Exercise directions:
Reproduce each of the following records line for line, with no changes.

[Segmentation dataset excerpts]
▼▼▼
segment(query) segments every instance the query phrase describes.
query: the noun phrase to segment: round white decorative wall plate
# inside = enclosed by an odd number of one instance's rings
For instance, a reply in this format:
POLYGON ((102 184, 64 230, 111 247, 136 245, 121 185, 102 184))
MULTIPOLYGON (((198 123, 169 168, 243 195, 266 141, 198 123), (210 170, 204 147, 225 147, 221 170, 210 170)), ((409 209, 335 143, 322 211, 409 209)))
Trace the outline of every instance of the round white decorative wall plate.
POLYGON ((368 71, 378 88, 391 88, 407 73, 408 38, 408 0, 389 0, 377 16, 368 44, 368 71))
▲▲▲
Response for this exercise:
segment(query) segments every instance the query phrase describes.
query: the noun phrase to segment: round white decorative wall plate
# inside = enclosed by an odd number of one instance's rings
For instance, a reply in this format:
POLYGON ((102 184, 64 230, 111 247, 136 245, 121 185, 102 184))
MULTIPOLYGON (((198 123, 169 168, 243 195, 266 141, 198 123), (210 170, 204 147, 225 147, 221 170, 210 170)), ((409 209, 335 143, 322 211, 409 209)))
Trace the outline of every instance of the round white decorative wall plate.
POLYGON ((368 71, 378 88, 391 88, 407 73, 408 38, 408 0, 389 0, 377 16, 368 44, 368 71))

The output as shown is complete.